• PAGE EXCERPT
------------------------------------------------------------------------
The proposed ordinance would grant the Second Amended and Restated Lease to CMSD, which includes a $30,000 one-time contribution to support the District’s maintenance efforts at Parque Del Sol within four months of the Second Amended and Restated Lease’s effective date and an initial 30% increase in flat rent paid to the District from $1,419,240 per year to $1,845,012 per year, a net increase of approximately $425,772 per year. The flat rent would be increased 6% annually commencing July 1, 2024 and every July 1st thereafter for the remainder of the lease.  Additionally, CMSD would provide a one-time rent payment of $250,000 to be paid upon execution of the Second Amended and Restated Lease, which is in addition to the flat monthly rent specified above.

 

The District’s consent to the Transfer also entitles the District, per the terms of the current Lease, to receive a predetermined participation fee payment of $400,000, to be paid immediately upon consummation of the consummation of transfer of Titan’s ownership interests.

 

This item is subject to Board of Port Commissioners Policy No. 106 - Cost Recovery User Fee Policy.

 

Compass Strategic Goals:

 

This agenda item supports the following Strategic Goal(s).

 

                     A thriving and modern maritime seaport.

                     A Port with a healthy and sustainable bay and its environment.

                     A financially sustainable Port that drives job creation and regional economic vitality.
------------------------------------------------------------------------
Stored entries
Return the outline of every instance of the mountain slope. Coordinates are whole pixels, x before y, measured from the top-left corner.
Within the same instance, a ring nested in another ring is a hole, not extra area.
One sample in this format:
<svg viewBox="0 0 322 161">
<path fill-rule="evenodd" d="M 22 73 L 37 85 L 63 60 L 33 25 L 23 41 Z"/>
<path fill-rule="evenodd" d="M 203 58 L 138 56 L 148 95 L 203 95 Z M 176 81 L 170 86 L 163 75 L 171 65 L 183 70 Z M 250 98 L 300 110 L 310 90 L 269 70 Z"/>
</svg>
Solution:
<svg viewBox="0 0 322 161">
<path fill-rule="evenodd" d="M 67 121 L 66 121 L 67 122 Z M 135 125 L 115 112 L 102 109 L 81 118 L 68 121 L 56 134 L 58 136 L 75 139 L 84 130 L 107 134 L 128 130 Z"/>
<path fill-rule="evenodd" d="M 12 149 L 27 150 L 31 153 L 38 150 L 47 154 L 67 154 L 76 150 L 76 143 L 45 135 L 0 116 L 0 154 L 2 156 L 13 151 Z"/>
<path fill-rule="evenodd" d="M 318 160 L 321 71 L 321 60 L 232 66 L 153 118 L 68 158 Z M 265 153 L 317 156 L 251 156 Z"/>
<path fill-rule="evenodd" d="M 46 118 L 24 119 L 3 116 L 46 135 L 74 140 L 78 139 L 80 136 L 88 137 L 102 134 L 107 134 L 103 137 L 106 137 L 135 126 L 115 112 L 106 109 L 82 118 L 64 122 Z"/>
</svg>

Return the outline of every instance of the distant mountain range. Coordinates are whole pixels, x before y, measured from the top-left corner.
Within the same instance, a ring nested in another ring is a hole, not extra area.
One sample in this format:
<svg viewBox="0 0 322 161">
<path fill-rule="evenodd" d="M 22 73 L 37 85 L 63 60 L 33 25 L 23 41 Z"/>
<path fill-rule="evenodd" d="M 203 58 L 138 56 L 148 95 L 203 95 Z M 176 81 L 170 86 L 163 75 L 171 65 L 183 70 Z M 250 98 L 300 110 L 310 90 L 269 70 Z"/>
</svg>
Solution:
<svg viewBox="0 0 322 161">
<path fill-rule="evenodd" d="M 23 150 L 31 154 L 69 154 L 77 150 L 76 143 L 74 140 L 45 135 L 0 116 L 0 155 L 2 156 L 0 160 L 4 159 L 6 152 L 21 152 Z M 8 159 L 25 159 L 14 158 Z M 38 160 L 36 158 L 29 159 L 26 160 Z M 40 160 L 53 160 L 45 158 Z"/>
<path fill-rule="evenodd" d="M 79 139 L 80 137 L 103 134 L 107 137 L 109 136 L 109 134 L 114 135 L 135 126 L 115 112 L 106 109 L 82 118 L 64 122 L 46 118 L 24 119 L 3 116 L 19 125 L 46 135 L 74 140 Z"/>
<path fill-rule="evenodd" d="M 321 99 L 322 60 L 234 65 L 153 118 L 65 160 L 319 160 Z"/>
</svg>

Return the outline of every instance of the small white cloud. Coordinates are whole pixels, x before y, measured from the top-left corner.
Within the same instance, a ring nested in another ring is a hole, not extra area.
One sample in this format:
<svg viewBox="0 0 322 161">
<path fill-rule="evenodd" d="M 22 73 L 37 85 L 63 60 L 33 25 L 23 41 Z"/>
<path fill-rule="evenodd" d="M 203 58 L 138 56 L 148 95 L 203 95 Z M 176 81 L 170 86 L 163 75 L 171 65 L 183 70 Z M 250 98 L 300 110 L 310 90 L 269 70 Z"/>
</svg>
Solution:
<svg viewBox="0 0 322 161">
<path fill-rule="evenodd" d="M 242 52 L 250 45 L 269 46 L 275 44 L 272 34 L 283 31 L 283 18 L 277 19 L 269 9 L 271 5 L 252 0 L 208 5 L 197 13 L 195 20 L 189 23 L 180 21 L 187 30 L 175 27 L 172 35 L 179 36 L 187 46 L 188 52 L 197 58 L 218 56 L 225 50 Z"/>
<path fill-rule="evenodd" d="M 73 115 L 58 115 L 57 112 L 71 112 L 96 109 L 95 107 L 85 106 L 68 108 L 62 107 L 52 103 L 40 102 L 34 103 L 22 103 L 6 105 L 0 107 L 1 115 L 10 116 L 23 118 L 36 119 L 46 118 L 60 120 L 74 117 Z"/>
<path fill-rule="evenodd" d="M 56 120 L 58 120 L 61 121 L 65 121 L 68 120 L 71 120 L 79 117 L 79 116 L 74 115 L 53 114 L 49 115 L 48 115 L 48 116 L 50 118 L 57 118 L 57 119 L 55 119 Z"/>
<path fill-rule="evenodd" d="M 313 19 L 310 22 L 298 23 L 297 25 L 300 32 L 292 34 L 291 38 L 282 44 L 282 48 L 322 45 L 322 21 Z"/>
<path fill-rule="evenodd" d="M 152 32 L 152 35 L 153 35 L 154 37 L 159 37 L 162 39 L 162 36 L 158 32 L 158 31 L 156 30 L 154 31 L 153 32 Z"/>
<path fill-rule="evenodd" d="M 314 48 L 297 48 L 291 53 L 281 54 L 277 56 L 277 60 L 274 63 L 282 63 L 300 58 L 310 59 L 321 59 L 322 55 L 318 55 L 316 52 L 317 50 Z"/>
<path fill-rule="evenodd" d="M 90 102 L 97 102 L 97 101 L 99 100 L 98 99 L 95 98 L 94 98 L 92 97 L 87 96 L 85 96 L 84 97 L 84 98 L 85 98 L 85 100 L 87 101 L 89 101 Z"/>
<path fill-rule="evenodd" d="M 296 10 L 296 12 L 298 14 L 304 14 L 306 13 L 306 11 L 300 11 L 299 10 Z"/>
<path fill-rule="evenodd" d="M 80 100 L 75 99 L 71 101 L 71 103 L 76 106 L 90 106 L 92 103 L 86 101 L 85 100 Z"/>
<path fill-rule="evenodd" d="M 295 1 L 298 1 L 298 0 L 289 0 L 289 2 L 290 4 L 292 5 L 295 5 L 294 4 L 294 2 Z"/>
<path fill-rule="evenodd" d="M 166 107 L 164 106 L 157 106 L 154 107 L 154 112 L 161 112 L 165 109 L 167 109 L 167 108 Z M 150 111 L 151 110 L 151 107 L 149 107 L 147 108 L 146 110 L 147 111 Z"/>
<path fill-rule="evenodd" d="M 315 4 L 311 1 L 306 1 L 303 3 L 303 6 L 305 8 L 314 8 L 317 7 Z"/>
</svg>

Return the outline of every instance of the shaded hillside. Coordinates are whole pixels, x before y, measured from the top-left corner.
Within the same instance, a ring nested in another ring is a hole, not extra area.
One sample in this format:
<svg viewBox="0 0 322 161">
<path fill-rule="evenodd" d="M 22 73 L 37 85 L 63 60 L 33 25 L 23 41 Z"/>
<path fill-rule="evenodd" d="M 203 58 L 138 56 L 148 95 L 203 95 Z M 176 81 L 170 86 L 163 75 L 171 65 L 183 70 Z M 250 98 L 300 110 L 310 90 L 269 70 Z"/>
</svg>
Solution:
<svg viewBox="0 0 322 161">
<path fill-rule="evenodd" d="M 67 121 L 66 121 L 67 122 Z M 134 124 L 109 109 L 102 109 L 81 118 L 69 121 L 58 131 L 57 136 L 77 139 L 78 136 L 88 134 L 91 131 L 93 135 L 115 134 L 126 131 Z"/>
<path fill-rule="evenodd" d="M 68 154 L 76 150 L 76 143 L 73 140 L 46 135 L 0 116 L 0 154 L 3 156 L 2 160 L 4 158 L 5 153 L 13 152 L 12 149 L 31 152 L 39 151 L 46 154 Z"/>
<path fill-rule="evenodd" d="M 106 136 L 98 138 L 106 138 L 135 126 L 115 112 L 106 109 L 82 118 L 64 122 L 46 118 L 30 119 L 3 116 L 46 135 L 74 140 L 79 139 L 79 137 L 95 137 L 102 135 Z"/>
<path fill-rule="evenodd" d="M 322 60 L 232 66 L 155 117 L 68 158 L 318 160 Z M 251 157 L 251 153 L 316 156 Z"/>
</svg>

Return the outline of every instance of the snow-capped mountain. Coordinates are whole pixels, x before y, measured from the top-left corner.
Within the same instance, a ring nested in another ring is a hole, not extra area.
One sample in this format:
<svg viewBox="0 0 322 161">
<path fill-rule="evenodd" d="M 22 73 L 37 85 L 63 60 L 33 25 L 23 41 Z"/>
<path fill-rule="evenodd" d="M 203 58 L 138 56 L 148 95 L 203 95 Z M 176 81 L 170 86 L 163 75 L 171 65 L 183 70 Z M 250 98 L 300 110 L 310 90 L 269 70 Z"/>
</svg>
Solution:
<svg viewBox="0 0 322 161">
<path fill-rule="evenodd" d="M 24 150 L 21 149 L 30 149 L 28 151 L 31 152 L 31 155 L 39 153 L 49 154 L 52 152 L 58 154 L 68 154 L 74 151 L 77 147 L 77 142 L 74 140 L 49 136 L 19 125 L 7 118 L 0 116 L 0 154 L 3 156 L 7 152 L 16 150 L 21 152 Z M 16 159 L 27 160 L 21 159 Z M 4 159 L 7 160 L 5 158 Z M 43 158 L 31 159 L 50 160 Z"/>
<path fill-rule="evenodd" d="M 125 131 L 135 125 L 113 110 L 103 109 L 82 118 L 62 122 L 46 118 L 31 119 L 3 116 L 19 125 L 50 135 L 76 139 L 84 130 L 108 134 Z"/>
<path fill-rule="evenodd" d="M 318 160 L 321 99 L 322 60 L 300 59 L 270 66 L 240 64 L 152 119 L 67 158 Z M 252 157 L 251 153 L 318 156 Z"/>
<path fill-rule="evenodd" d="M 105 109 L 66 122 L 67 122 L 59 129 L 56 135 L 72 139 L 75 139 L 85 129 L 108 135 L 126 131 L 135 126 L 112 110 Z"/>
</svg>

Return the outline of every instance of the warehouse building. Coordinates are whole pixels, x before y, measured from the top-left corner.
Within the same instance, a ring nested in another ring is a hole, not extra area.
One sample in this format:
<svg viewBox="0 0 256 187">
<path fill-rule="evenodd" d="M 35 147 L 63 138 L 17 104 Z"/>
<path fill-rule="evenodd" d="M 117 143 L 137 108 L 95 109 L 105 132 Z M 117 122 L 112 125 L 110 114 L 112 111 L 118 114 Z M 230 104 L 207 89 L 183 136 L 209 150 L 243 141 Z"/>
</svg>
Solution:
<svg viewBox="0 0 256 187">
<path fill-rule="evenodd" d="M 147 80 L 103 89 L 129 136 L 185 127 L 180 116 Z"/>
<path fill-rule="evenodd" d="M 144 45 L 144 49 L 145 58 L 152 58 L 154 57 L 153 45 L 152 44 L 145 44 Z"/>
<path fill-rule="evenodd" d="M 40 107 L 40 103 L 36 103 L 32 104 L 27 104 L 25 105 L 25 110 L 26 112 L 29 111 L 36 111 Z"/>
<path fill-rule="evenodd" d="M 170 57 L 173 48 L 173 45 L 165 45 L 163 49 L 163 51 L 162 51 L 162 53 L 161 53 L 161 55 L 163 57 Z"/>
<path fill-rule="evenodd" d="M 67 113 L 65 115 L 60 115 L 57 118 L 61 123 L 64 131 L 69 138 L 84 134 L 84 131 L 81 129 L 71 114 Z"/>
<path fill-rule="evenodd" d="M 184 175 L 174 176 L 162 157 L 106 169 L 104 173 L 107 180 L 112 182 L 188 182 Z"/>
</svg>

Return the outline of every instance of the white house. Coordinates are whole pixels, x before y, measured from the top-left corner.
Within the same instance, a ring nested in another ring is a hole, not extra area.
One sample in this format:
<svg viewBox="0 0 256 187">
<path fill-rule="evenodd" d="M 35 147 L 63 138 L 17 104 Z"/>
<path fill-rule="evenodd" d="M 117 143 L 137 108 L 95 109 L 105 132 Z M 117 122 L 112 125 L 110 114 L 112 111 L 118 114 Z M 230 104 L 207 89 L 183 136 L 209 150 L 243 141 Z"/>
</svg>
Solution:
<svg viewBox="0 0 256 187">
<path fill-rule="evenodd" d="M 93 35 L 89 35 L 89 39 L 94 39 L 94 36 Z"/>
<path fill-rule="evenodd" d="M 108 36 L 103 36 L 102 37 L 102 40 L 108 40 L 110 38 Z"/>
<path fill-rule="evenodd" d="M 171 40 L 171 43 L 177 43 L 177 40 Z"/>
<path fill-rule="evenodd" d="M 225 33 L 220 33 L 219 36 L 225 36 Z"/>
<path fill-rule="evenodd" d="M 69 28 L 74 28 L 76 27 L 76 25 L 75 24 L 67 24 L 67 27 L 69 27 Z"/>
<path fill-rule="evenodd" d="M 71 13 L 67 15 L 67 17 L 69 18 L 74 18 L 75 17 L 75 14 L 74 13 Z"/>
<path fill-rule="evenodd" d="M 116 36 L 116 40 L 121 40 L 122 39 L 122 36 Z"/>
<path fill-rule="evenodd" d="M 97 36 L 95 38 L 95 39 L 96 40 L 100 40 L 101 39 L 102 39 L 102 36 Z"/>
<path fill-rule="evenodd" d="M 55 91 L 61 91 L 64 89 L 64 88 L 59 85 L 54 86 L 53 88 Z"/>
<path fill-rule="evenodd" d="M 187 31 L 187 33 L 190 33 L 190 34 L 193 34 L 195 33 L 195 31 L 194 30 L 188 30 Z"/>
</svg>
------------------------------------------------------------------------
• WHAT THE TASK REQUIRES
Rewrite the passage of the lease agenda item between "A thriving and" and "regional economic vitality.", inclusive, with "flourishing" in place of "thriving".

• SOLUTION TO THIS PROBLEM
A flourishing and modern maritime seaport.

                     A Port with a healthy and sustainable bay and its environment.

                     A financially sustainable Port that drives job creation and regional economic vitality.